### Extrait choisi

Le catalogue des prestations dans l'assurance de base est le même pour tous.
C'est pourquoi nous déconseillons vivement aux personnes qui suivent une thérapie en cours ou qui ont déjà reçu une garantie de prise en charge pour un traitement médical de la part de leur assureur d'en changer.
Les règles sont différentes pour l'assurance complémentaire. Qu'est-ce qui est important?
En cas d'affections existantes ou de maladies présentant un risque de récidive comme le mal de dos, nous déconseillons absolument de changer d'assurance complémentaire. Ou alors seulement lorsque la nouvelle assurance a accepté le contrat — sans réserve. L'assurance complémentaire est soumise au droit privé.
En règle générale, les personnes âgées et les malades chroniques ont des difficultés à signer un contrat pour une nouvelle assurance complémentaire.
A quoi faut-il faire attention lors de la souscription d'une assurance complémentaire?
La déclaration de santé doit être remplie de manière conforme à la vérité et le plus précisément possible. Même si l'on considère qu'une infirmité n'est pas grave, il faut la mentionner. Si une personne assurée a répondu de manière erronée à une question dans sa déclaration, l'assureur peut faire valoir ce qu'on appelle une réticence et résilier le contrat.
A-t-on forcément besoin de disposer d'une assurance complémentaire?
Avec l'assurance de base, on est bien couvert en Suisse. Si l'on souhaite s'assurer pour des prestations supplémentaires, il ne faut pas se fier aux promesses faites par les démarcheurs. Les dispositions doivent être consignées par écrit, que ce soit dans un e-mail ou sur le contrat, et doivent être confirmées par l'assureur. Il y a un autre élément auquel il faut être attentif: lorsqu'on décide de signer un contrat proposé par un démarcheur, on signe d'habitude en même temps la lettre de résiliation à l'ancienne assurance.

### Travail à faire
D'après l'extrait sur l'assurance maladie, que peut faire l'assureur quand une personne assurée a mal répondu à une question de sa déclaration de santé ?

[Données de pointage sur image]
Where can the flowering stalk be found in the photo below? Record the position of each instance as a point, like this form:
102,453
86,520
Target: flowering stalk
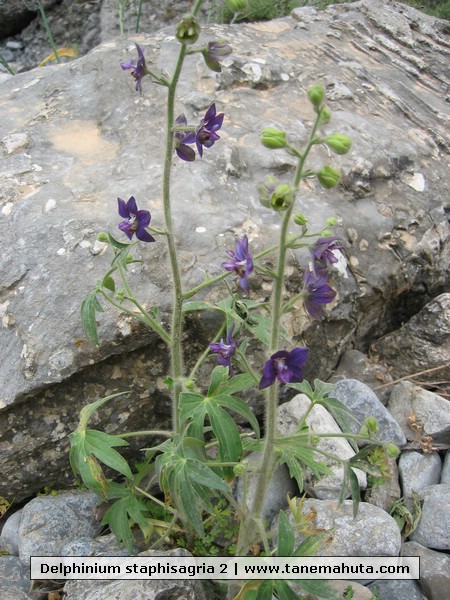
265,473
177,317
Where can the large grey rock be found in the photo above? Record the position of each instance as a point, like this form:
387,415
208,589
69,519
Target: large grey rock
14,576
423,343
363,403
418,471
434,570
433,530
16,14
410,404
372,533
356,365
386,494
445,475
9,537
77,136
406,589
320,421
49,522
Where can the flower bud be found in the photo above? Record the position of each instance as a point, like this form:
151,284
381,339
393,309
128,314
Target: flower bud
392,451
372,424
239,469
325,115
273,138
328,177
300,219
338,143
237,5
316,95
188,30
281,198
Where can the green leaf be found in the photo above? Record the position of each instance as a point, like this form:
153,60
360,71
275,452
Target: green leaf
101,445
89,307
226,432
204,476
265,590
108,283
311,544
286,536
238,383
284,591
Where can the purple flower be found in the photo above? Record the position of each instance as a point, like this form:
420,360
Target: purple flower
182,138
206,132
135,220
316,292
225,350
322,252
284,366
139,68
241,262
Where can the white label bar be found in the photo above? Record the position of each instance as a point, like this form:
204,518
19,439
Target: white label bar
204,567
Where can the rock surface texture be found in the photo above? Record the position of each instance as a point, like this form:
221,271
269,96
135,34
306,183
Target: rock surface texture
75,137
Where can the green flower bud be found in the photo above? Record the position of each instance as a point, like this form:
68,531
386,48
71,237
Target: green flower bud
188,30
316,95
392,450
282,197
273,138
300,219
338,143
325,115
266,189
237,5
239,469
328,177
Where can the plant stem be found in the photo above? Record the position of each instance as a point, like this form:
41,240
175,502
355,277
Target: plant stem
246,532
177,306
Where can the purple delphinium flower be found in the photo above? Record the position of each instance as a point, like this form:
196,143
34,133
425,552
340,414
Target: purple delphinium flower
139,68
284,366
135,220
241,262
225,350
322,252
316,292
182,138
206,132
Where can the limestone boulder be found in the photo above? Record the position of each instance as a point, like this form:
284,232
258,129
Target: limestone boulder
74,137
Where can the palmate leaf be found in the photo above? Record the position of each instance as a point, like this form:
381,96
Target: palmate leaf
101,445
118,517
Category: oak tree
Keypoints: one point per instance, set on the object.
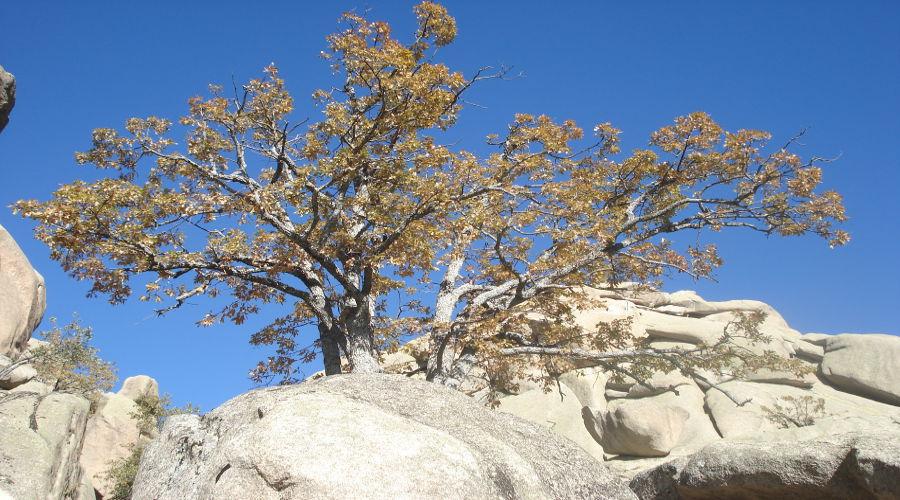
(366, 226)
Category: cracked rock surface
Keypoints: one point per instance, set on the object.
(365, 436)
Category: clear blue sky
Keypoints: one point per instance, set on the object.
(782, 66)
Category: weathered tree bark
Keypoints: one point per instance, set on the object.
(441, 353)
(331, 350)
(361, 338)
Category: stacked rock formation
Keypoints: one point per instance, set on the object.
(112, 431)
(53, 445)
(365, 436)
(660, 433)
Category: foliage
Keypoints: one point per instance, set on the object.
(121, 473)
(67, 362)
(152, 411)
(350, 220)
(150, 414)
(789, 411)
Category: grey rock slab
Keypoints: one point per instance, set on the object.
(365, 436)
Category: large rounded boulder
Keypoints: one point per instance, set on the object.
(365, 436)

### Réponse
L'assureur peut faire valoir une réticence et résilier le contrat.